══ Raw records ══
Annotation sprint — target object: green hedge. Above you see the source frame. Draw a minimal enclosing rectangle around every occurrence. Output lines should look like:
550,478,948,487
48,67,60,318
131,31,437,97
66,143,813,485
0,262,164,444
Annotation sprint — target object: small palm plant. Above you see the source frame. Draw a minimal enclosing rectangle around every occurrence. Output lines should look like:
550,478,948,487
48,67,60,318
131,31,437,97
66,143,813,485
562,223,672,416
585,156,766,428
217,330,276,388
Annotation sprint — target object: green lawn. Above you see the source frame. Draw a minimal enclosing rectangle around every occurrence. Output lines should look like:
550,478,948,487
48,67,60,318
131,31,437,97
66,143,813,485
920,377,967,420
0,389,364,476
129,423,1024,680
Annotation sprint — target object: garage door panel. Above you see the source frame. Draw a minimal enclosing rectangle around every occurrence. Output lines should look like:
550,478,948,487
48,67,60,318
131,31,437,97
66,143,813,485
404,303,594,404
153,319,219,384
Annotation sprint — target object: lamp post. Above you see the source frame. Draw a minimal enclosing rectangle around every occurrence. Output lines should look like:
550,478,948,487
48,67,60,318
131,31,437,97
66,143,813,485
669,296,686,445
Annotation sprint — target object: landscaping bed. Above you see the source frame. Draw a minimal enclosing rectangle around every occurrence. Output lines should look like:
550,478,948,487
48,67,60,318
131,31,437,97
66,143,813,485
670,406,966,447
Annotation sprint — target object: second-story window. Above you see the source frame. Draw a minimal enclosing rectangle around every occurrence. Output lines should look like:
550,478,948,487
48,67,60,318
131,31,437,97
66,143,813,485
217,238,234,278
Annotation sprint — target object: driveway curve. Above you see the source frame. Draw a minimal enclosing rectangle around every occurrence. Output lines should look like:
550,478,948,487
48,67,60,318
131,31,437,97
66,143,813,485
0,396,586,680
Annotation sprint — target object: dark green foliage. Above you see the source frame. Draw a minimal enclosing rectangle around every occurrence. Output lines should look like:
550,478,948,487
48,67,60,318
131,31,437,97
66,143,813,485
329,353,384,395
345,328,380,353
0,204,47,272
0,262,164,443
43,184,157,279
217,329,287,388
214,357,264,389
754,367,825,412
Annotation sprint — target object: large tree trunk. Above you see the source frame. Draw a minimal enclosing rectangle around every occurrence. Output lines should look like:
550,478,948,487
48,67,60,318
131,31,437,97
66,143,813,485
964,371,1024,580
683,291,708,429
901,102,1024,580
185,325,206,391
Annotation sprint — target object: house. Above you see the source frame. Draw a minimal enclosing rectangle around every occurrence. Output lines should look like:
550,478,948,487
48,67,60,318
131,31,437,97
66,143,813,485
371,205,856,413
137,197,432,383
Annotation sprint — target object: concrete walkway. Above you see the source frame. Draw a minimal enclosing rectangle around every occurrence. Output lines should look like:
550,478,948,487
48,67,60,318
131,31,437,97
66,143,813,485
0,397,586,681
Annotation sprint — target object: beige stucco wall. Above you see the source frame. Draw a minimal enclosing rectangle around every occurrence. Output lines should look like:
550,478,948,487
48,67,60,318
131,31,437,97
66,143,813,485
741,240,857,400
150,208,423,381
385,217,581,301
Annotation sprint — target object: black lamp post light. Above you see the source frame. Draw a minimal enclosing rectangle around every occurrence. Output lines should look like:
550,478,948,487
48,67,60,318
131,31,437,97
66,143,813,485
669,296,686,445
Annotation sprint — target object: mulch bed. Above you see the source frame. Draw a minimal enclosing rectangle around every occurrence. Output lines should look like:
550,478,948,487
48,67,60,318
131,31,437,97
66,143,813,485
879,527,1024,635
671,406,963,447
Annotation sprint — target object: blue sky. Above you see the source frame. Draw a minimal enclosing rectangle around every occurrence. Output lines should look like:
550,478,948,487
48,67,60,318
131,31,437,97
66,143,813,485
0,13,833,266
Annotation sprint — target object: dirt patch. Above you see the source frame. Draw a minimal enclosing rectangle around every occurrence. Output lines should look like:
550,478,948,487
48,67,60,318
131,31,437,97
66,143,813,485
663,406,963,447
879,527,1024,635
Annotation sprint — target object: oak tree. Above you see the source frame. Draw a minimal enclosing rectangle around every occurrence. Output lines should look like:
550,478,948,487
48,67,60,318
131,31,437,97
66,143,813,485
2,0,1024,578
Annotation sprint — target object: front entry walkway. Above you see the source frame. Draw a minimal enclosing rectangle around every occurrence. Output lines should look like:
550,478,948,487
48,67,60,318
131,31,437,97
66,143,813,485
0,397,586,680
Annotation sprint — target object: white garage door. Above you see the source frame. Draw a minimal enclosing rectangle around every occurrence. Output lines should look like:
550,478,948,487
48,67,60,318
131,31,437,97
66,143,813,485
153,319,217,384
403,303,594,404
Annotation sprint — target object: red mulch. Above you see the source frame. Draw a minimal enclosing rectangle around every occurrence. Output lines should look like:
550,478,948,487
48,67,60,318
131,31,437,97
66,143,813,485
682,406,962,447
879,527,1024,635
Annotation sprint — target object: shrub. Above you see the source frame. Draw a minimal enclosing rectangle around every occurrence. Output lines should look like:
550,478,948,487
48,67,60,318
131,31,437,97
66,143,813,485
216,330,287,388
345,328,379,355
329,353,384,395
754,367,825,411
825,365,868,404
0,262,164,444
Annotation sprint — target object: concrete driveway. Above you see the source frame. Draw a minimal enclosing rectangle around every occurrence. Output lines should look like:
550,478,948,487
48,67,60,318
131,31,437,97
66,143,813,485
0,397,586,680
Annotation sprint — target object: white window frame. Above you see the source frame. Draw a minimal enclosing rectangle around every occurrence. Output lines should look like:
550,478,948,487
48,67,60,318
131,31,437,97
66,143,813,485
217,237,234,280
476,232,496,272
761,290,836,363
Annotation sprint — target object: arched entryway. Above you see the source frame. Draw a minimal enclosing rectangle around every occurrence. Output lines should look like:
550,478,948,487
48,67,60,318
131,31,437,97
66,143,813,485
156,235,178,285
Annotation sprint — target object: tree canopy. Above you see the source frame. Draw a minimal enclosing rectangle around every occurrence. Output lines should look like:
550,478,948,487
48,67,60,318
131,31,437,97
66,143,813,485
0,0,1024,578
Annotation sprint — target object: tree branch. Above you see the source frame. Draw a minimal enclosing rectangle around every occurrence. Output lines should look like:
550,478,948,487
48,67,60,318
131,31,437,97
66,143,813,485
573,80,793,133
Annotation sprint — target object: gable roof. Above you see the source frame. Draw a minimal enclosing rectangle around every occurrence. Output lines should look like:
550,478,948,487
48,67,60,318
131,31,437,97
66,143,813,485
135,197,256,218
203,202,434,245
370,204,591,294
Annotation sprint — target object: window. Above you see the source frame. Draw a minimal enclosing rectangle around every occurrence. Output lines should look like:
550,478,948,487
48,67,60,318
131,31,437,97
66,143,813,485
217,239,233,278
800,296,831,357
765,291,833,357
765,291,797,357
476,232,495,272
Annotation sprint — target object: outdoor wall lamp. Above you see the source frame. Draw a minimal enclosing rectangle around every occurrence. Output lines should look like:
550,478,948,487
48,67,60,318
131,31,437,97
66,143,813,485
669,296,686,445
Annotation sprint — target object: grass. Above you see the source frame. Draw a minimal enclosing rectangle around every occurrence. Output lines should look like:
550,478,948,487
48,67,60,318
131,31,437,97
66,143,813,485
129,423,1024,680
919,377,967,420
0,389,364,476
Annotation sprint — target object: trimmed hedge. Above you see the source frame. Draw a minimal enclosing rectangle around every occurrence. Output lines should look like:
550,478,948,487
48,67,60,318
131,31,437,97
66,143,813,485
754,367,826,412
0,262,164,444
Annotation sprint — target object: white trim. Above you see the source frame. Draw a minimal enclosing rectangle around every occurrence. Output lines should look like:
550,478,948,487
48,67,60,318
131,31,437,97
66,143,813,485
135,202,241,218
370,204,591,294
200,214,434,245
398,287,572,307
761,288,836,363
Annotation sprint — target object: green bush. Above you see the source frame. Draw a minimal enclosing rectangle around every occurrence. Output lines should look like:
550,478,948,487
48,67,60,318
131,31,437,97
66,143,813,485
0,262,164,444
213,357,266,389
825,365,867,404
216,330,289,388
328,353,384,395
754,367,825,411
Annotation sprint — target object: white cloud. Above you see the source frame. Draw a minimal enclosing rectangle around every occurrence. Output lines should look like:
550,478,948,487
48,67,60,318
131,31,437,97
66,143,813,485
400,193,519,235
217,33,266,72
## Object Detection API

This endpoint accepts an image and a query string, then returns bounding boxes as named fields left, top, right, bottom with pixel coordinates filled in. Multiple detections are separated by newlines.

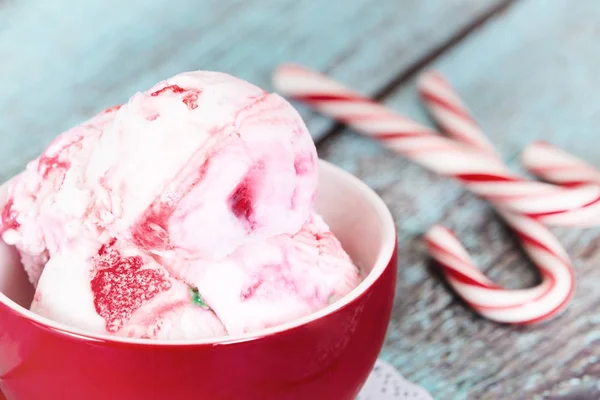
═══
■ **What you have to do**
Render everything from the line containing "Annotation sprint — target object: small" down to and including the line containing "153,319,219,384" as a numbered list, leaving out blank lines.

■ **Reply**
1. Annotation sprint — target object: small palm plant. Above you see the source frame. Draw a minimal enclosing rectangle around every occurrence. Output lines should look like:
2. 550,478,948,487
3. 48,67,60,318
4. 131,31,437,97
5. 66,143,813,485
6. 562,223,672,416
7. 585,156,766,428
8. 217,330,276,388
9. Annotation sprint — target object: green lawn. Above you see the source frame. Draw a minimal enclosing rectangle around every occurrence. Output lines should look like:
10. 550,478,948,487
11. 48,67,60,318
12. 131,31,437,97
13. 66,143,813,485
14. 920,377,967,420
15. 0,389,364,476
16. 129,423,1024,680
17. Annotation sprint — target object: garage door panel. Above you see the source frame. Draw a minimal enclosing rectangle around every occurrence. Output lines should look like:
18. 550,478,948,487
19. 48,67,60,318
20. 131,31,437,97
21. 66,143,813,485
22. 404,303,594,404
23. 153,319,219,384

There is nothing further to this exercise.